### EXERCISE PROMPT
Repeat the records below word for word, but start at the line that contains "[locate] door handle", stop after the last line, and include nothing else.

[Dataset items]
§
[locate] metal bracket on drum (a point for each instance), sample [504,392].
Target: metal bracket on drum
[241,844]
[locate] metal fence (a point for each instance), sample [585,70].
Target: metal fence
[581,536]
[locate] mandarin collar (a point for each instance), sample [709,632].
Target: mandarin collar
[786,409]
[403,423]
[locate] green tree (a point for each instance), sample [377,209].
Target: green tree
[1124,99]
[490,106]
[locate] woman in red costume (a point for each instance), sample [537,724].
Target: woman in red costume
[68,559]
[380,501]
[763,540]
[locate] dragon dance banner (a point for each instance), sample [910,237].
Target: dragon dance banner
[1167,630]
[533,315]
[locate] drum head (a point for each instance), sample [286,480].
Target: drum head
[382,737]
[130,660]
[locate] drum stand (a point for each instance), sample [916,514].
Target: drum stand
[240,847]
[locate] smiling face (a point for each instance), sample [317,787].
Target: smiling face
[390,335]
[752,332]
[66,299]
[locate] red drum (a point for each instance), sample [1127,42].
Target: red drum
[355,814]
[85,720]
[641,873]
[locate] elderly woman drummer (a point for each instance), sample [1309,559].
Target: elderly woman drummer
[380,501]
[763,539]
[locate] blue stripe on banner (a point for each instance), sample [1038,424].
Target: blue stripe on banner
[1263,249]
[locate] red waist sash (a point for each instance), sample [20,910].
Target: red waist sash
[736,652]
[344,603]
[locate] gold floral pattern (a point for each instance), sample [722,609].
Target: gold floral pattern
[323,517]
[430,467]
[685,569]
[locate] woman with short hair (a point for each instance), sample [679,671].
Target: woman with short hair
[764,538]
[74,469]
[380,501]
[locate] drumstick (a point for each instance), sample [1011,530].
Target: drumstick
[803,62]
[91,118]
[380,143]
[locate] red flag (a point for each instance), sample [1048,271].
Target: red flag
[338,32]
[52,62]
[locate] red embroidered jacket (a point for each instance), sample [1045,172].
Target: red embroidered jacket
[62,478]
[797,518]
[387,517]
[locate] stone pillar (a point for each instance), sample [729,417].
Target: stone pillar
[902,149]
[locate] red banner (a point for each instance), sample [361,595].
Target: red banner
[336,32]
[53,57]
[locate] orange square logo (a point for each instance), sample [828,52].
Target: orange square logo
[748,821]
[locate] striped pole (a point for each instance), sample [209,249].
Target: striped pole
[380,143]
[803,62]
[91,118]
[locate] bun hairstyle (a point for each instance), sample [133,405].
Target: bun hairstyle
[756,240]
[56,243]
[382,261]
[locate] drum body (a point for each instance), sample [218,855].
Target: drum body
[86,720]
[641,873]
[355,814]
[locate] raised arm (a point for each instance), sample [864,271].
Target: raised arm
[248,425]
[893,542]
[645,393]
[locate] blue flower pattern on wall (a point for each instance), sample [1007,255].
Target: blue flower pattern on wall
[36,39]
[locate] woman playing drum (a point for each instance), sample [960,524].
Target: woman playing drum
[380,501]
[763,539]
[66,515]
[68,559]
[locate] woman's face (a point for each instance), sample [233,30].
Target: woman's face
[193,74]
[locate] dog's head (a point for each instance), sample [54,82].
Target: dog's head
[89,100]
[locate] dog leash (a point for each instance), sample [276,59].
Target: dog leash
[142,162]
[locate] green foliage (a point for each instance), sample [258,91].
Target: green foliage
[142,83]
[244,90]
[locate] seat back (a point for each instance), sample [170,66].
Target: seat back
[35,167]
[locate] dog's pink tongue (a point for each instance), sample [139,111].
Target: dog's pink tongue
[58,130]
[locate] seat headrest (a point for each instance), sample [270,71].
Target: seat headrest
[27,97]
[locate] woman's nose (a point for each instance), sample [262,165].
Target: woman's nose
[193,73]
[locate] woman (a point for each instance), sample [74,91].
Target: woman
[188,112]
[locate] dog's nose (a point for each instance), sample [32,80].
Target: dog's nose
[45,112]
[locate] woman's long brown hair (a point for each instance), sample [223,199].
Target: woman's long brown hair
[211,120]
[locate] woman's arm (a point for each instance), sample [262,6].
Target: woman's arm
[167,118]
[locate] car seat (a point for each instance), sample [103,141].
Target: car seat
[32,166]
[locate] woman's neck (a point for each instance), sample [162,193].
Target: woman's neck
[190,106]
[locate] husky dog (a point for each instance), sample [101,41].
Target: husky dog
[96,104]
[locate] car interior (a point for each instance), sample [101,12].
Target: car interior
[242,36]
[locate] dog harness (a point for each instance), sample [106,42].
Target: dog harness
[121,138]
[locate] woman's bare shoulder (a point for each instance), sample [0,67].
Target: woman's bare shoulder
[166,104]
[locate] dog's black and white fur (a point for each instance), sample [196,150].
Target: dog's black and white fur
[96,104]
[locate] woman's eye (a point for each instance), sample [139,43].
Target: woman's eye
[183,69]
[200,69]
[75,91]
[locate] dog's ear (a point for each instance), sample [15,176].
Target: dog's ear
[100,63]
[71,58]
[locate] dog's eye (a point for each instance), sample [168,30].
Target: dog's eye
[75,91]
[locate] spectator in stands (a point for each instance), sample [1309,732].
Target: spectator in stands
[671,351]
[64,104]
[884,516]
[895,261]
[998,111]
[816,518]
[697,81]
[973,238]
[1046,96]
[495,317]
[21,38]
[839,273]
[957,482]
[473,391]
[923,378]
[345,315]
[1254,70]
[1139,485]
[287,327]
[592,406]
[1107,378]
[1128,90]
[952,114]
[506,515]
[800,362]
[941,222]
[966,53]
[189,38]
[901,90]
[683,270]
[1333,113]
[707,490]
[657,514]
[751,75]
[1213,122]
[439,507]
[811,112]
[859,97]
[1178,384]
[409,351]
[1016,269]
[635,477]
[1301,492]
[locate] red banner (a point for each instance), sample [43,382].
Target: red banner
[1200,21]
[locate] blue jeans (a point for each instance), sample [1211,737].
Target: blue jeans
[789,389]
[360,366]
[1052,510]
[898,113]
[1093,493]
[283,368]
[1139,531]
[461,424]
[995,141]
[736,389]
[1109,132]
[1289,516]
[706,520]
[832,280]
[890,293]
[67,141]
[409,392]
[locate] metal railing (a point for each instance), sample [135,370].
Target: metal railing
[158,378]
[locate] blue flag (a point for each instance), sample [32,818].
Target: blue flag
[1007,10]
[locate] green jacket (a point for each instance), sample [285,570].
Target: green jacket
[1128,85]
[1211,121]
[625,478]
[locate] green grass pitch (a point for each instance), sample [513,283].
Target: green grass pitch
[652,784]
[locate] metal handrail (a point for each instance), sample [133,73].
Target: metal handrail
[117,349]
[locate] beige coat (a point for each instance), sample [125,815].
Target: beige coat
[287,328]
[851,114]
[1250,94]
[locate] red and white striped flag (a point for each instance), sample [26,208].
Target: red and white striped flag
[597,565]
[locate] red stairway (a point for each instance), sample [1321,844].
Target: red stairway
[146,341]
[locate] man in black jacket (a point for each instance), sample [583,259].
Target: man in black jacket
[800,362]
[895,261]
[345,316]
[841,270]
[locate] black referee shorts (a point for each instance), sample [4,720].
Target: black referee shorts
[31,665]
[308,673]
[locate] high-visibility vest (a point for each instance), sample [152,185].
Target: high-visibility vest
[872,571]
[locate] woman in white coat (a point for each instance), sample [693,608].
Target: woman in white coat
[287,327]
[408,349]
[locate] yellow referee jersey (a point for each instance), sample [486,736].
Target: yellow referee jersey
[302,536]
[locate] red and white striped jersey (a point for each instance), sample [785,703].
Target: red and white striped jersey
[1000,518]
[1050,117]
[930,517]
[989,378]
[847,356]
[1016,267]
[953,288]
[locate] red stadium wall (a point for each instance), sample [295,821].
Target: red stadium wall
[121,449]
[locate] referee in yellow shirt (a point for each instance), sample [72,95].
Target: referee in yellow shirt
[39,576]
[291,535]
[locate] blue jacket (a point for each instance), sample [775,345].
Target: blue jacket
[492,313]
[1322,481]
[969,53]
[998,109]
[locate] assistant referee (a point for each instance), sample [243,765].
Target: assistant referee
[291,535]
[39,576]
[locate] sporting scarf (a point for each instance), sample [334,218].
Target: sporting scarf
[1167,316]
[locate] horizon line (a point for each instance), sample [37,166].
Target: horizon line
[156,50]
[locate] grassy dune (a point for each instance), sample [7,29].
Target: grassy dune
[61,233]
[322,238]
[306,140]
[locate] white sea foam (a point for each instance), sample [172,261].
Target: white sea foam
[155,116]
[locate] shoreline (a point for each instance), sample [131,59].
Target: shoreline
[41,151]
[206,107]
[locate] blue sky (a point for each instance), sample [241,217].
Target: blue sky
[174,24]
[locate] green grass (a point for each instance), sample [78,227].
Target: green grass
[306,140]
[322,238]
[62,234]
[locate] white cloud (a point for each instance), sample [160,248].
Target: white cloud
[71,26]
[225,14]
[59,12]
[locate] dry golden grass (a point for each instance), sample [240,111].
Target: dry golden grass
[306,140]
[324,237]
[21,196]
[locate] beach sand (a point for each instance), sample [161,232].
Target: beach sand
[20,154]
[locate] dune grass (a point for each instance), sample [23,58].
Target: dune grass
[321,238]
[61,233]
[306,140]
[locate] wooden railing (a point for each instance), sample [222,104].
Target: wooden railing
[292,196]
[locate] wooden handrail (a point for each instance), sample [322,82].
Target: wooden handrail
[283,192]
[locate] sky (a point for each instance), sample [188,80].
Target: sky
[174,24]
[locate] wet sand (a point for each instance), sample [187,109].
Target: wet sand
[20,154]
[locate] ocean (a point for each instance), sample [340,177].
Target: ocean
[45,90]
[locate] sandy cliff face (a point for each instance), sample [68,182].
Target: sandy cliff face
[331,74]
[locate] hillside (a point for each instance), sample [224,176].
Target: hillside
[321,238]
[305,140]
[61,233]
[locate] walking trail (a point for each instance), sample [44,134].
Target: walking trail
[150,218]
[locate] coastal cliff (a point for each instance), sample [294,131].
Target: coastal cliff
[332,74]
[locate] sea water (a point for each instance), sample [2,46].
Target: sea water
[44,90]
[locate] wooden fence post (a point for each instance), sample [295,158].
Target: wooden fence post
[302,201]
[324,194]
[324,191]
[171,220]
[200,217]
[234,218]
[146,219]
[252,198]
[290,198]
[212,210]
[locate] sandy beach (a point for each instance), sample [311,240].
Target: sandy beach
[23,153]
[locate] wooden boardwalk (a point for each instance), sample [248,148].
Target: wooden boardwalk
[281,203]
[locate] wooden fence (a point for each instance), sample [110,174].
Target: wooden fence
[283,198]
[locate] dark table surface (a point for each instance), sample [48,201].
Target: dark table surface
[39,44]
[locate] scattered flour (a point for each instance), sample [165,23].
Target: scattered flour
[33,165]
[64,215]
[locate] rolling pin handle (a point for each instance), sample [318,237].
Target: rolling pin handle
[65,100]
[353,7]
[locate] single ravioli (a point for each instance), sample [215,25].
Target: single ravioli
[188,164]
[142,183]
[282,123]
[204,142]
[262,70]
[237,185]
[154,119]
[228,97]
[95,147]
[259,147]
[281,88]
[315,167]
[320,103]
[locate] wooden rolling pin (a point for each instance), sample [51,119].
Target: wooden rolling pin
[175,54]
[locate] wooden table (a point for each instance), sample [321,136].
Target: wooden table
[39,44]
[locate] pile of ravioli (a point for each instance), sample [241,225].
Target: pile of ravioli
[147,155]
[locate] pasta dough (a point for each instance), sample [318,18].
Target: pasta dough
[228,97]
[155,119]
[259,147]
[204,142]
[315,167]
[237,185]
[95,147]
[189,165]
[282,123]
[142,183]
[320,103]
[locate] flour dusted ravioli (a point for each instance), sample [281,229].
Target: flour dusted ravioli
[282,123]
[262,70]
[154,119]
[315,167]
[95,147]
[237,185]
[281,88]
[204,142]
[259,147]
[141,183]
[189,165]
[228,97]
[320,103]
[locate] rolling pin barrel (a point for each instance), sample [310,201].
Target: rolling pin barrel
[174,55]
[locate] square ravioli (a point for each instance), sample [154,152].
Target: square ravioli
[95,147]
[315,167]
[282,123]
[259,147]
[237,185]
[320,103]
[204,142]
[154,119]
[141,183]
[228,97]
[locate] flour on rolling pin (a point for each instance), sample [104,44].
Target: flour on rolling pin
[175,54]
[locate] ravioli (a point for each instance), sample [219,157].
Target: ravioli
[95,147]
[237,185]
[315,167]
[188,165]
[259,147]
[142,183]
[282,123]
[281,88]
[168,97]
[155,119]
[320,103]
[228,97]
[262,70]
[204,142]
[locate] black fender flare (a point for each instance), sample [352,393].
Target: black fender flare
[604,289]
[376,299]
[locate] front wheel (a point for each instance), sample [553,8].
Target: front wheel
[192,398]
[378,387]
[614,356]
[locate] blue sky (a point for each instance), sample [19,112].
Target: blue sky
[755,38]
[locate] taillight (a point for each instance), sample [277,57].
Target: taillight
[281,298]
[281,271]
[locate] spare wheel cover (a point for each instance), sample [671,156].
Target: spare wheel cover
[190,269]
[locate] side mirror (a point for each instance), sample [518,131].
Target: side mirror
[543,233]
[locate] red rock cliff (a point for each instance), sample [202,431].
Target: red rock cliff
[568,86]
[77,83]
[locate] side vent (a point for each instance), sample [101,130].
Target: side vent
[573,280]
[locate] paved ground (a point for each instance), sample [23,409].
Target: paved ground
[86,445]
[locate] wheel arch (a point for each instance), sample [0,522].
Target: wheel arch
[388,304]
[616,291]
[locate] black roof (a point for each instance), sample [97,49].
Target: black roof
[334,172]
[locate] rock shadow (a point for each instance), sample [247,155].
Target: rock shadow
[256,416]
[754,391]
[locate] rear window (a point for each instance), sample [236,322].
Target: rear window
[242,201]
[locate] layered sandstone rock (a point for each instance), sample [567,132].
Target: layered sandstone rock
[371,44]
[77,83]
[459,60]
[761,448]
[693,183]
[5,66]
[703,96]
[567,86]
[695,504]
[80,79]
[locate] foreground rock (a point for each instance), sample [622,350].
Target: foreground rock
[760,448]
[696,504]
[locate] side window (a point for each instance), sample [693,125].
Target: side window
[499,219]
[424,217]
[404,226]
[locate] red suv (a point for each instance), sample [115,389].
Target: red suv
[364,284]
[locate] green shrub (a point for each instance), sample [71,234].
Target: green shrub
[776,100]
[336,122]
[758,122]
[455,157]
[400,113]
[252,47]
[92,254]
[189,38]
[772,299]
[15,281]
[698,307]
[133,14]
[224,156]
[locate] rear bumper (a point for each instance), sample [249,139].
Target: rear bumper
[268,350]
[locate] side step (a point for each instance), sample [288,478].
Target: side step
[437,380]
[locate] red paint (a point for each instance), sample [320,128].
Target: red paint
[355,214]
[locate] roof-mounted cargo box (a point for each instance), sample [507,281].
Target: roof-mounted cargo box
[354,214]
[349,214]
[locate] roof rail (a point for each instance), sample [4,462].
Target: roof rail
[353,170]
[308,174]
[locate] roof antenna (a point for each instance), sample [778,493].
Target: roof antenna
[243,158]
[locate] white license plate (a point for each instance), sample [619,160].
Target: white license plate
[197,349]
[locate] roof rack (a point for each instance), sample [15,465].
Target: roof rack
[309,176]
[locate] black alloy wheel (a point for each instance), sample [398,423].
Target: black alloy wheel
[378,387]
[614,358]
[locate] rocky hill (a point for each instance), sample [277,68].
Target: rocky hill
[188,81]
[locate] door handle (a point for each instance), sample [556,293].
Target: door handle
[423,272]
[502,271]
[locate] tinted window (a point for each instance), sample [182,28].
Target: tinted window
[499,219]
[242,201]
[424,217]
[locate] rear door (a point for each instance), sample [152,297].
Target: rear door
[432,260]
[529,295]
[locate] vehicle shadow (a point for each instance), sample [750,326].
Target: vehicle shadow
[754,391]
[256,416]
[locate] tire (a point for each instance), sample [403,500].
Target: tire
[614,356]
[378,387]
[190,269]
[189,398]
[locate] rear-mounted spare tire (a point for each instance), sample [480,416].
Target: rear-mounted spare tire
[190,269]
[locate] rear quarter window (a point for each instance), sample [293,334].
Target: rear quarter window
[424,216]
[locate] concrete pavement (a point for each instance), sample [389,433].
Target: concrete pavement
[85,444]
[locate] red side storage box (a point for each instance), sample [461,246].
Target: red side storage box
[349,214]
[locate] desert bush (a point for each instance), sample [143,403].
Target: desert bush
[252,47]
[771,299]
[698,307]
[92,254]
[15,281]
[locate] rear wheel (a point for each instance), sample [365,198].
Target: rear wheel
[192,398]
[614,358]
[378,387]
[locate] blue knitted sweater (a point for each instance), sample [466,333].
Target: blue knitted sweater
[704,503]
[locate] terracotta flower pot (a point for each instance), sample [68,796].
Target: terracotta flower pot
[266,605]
§
### ANSWER TO THIS EXERCISE
[locate] door handle (a point for each instance), sample [556,293].
Target: door handle
[423,272]
[502,271]
[locate] tinted window (a point for each instance), sample [182,28].
Target: tinted window
[499,219]
[242,201]
[424,217]
[locate] rear door (a point for each instance), sample [152,297].
Target: rear door
[432,260]
[529,295]
[locate] vehicle shadow (a point for each instance), sample [750,326].
Target: vehicle shadow
[754,391]
[256,416]
[locate] tire (a point for each instance), sample [403,500].
Target: tire
[614,356]
[378,387]
[190,269]
[189,398]
[locate] rear-mounted spare tire (a point for each instance), sample [480,416].
Target: rear-mounted spare tire
[190,269]
[locate] rear quarter window (a point for each instance), sample [293,334].
Target: rear quarter window
[424,216]
[locate] concrete pavement (a point for each instance), sample [389,433].
Target: concrete pavement
[85,444]
[locate] red side storage box (a point for each instance), sample [461,246].
Target: red side storage box
[349,214]
[locate] desert bush (a point for each instance), sample [143,403].
Target: desert bush
[252,47]
[771,299]
[698,307]
[92,254]
[15,281]
[locate] rear wheel (a point for each instance), sample [365,198].
Target: rear wheel
[192,398]
[614,358]
[378,387]
[locate] blue knitted sweater (a point for each instance), sample [466,333].
Target: blue knitted sweater
[704,503]
[locate] terracotta flower pot (a point for each instance), sample [68,796].
Target: terracotta flower pot
[266,605]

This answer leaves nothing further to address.